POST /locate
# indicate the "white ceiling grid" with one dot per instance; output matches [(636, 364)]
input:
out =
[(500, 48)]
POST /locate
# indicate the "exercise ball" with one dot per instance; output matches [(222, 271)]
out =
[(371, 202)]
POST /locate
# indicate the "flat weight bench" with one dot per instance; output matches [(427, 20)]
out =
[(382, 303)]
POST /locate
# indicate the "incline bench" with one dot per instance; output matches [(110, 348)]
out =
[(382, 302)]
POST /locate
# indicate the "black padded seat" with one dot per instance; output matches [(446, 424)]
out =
^^^^
Task instructions: Copy all of the records above word for word, reproducing every line in its original order.

Exercise answer:
POST /locate
# indicate the "white ceiling grid" with one dot per instance; output matches [(636, 364)]
input:
out =
[(500, 48)]
POST /locate
# indicate the "exercise ball" with one dot per instance; output matches [(222, 271)]
out =
[(371, 202)]
POST /locate
# indicate the "flat weight bench" with one dot per instance; output matches [(427, 20)]
out =
[(382, 303)]
POST /locate
# indicate the "incline bench" with one dot per instance; output matches [(110, 348)]
out =
[(382, 302)]
POST /locate
# indicate the "black padded seat" with one dot per instance; output matches [(446, 424)]
out =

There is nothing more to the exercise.